_WHAT IS EXPECTED_.
Switch each "dusk" to "dawn" in the material between the lines holding "This trail-cam photo was taken at dusk. Identify knitted" and "[0,299,1270,952]", inclusive, and write those lines out again with nothing else altered. Leave the pictures out.

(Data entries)
******
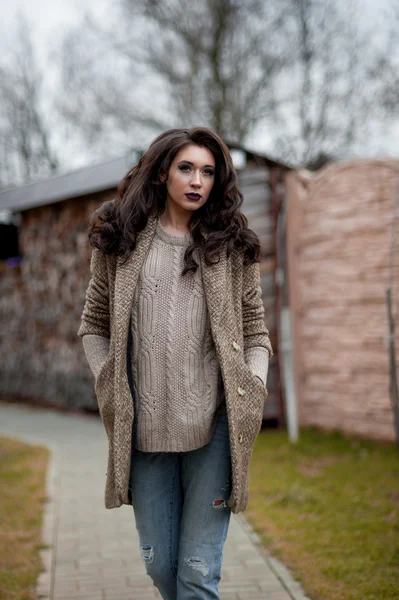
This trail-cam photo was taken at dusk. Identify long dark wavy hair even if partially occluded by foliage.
[89,127,260,274]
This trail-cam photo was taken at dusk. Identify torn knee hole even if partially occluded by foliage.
[212,498,226,508]
[140,544,154,563]
[184,556,209,576]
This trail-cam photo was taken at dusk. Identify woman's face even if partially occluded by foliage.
[161,144,215,212]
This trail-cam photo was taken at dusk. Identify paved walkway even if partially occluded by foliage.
[0,403,306,600]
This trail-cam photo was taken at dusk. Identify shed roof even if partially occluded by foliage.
[0,145,287,212]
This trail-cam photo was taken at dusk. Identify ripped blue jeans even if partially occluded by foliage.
[130,406,231,600]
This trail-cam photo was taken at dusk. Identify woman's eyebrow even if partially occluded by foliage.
[179,159,215,169]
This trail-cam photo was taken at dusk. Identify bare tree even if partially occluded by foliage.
[0,16,58,187]
[57,0,291,149]
[266,0,382,165]
[56,0,396,165]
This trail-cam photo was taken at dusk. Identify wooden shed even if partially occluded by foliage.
[0,146,288,425]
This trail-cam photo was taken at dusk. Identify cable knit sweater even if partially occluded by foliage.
[83,219,268,452]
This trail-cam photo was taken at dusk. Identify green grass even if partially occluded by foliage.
[0,437,49,600]
[245,428,399,600]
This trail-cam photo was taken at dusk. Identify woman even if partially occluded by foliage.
[78,128,273,600]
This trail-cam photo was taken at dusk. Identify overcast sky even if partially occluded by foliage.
[0,0,399,169]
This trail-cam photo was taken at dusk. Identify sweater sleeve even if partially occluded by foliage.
[242,262,273,359]
[78,248,110,338]
[82,334,109,379]
[244,346,269,386]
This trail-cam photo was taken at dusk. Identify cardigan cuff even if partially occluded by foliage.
[244,346,269,386]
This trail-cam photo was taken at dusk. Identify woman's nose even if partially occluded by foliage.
[191,172,201,187]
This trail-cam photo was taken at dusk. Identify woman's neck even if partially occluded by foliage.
[159,207,191,235]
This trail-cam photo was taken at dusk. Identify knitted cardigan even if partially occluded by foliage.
[83,220,269,452]
[78,216,273,513]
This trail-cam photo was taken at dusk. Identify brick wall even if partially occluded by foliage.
[287,160,399,439]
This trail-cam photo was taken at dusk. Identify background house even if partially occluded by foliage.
[0,146,288,424]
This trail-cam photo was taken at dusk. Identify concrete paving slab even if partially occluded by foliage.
[0,402,308,600]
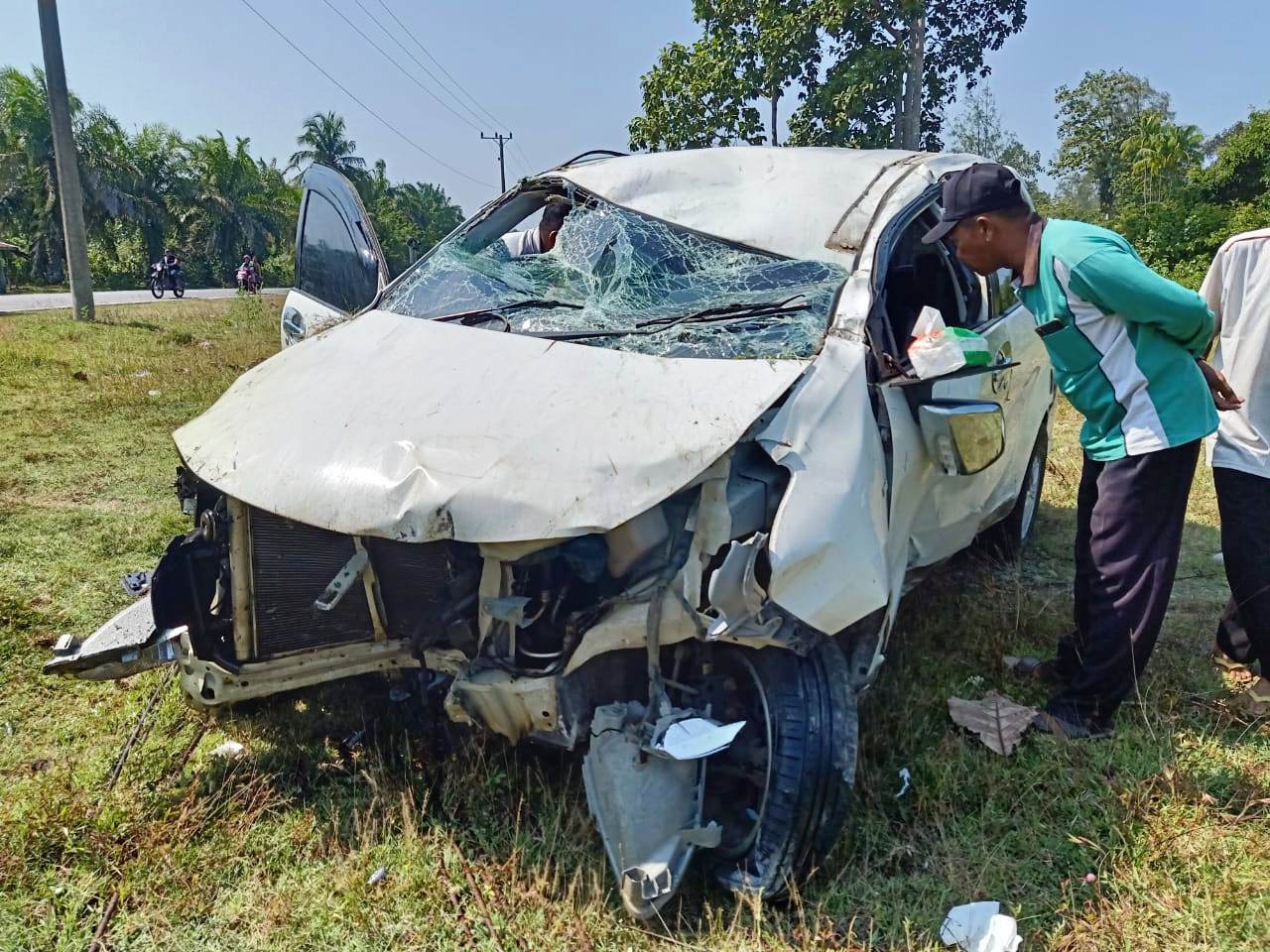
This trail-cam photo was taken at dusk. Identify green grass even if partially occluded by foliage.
[0,299,1270,952]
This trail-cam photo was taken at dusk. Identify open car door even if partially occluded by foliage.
[282,164,389,346]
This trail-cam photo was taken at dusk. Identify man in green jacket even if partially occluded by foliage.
[926,163,1218,738]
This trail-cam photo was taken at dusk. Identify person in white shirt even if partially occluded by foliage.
[503,200,569,258]
[1201,228,1270,715]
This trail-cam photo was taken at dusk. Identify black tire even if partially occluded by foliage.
[706,640,858,898]
[983,425,1049,561]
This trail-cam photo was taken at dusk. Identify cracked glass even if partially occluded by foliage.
[380,199,849,359]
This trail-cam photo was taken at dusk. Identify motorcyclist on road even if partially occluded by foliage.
[159,248,181,281]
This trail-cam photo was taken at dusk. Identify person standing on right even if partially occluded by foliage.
[925,163,1216,738]
[1201,228,1270,716]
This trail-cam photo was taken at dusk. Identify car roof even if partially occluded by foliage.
[549,146,980,267]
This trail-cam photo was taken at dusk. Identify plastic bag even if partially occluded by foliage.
[908,305,992,378]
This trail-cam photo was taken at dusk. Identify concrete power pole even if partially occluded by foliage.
[36,0,95,321]
[480,132,512,191]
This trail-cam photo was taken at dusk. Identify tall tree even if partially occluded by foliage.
[128,123,191,269]
[1053,69,1174,214]
[952,87,1040,190]
[1120,109,1204,202]
[183,133,298,281]
[630,0,1026,149]
[0,67,144,285]
[355,159,463,274]
[1197,109,1270,204]
[287,112,366,178]
[790,0,1028,150]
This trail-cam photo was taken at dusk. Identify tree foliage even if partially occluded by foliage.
[0,67,462,287]
[630,0,1026,149]
[287,113,366,178]
[950,89,1042,196]
[1053,69,1174,214]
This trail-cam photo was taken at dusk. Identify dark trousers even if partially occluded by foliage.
[1212,466,1270,675]
[1047,440,1199,726]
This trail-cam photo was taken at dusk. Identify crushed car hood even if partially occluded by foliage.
[174,311,809,542]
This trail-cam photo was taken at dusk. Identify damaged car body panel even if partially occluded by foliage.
[46,147,1053,917]
[176,311,807,542]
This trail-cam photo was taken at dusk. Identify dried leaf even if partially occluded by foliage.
[949,693,1036,757]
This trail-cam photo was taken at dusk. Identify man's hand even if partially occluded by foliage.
[1195,361,1243,410]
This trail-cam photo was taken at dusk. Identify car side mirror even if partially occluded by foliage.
[918,400,1006,476]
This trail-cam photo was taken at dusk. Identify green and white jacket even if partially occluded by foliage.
[1017,218,1218,461]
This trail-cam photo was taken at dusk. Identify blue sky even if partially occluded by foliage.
[0,0,1270,212]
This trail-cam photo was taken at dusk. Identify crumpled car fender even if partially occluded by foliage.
[758,334,890,635]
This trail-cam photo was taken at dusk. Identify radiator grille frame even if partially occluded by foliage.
[244,507,480,658]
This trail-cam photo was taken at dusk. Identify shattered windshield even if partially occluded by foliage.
[380,199,848,359]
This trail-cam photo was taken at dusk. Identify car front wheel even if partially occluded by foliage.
[704,640,857,898]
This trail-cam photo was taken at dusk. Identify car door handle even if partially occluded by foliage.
[992,343,1019,394]
[282,307,305,344]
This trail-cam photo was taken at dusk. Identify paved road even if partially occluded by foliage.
[0,289,287,313]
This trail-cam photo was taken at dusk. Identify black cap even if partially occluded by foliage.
[922,163,1028,245]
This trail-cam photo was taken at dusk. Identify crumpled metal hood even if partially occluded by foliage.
[174,311,809,542]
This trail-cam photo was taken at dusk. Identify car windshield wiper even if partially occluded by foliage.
[521,295,811,340]
[432,298,583,325]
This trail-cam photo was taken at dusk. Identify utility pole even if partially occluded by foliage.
[480,132,512,191]
[36,0,95,321]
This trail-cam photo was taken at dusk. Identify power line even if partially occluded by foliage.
[239,0,494,187]
[353,0,485,132]
[480,132,512,191]
[373,0,534,176]
[322,0,480,132]
[375,0,507,128]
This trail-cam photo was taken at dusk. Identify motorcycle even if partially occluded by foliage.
[237,264,260,295]
[146,262,186,298]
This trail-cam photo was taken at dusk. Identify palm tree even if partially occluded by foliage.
[0,66,145,285]
[287,113,366,180]
[182,133,296,281]
[127,123,191,263]
[1120,109,1204,202]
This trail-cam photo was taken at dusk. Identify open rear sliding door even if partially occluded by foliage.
[282,165,389,346]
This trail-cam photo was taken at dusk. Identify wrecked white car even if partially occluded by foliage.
[47,147,1054,916]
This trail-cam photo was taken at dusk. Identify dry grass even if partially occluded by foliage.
[0,300,1270,952]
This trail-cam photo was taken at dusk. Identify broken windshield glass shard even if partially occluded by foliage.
[581,703,720,919]
[653,717,745,761]
[381,193,849,359]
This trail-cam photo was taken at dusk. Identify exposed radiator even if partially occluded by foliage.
[250,509,476,657]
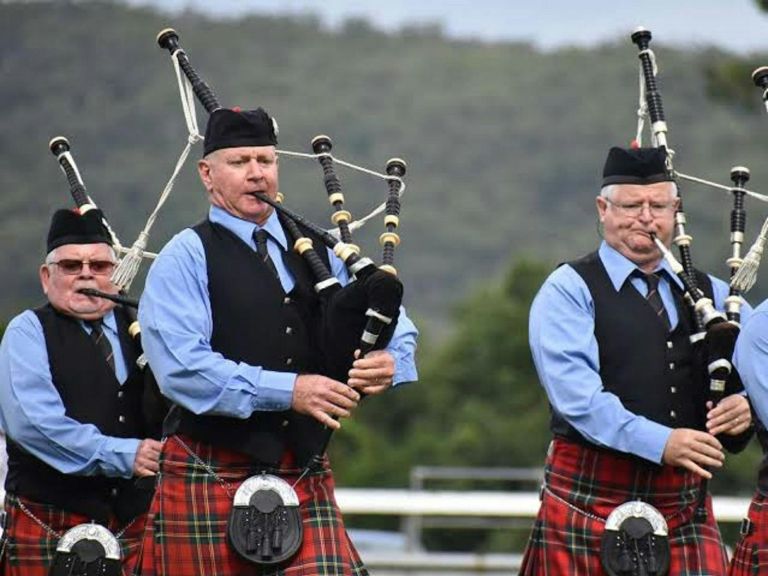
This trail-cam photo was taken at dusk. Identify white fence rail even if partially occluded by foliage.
[336,488,749,576]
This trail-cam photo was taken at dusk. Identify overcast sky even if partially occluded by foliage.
[125,0,768,54]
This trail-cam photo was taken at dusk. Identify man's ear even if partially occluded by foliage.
[40,264,51,295]
[595,196,608,224]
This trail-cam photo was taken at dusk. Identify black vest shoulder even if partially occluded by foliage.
[551,252,712,441]
[6,305,151,522]
[166,220,328,464]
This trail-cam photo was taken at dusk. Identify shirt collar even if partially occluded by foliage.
[80,310,117,334]
[598,241,683,292]
[208,206,288,250]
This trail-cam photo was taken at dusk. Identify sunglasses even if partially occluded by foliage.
[49,258,115,276]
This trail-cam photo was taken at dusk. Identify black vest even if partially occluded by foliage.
[166,221,328,466]
[5,304,152,523]
[551,252,712,450]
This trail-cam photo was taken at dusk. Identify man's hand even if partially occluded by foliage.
[662,428,725,479]
[707,394,752,436]
[133,438,163,477]
[291,374,360,430]
[347,350,395,394]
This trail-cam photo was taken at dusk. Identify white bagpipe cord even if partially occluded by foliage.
[731,218,768,292]
[276,149,405,238]
[112,51,405,291]
[635,44,768,293]
[112,54,203,291]
[59,150,125,253]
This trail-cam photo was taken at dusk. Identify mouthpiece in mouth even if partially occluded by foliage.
[78,288,139,308]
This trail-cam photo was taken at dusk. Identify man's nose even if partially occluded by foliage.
[248,158,264,179]
[638,202,654,221]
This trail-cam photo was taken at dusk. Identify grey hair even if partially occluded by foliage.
[600,181,677,200]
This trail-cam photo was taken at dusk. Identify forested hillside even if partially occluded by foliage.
[0,2,768,338]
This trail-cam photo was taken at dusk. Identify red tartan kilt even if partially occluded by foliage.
******
_WRITTEN SOLUTION_.
This trail-cam photo was taken at dawn. Identify knitted cardigan even if partially occluded by foliage.
[83,220,269,452]
[78,216,273,513]
This trail-cam photo was taken at dawn. Identify brick wall even if partially occluded by foliage.
[287,160,399,439]
This trail-cam photo was taken at dawn. Identify background house even if partially occluded by foliage.
[0,146,288,424]
This trail-cam photo was taken at dawn. Identify concrete paving slab even if partially occluded by foliage.
[0,402,308,600]
This trail-cam photo was taken at dawn. Identify green grass even if partially occluded by foliage.
[0,299,1270,952]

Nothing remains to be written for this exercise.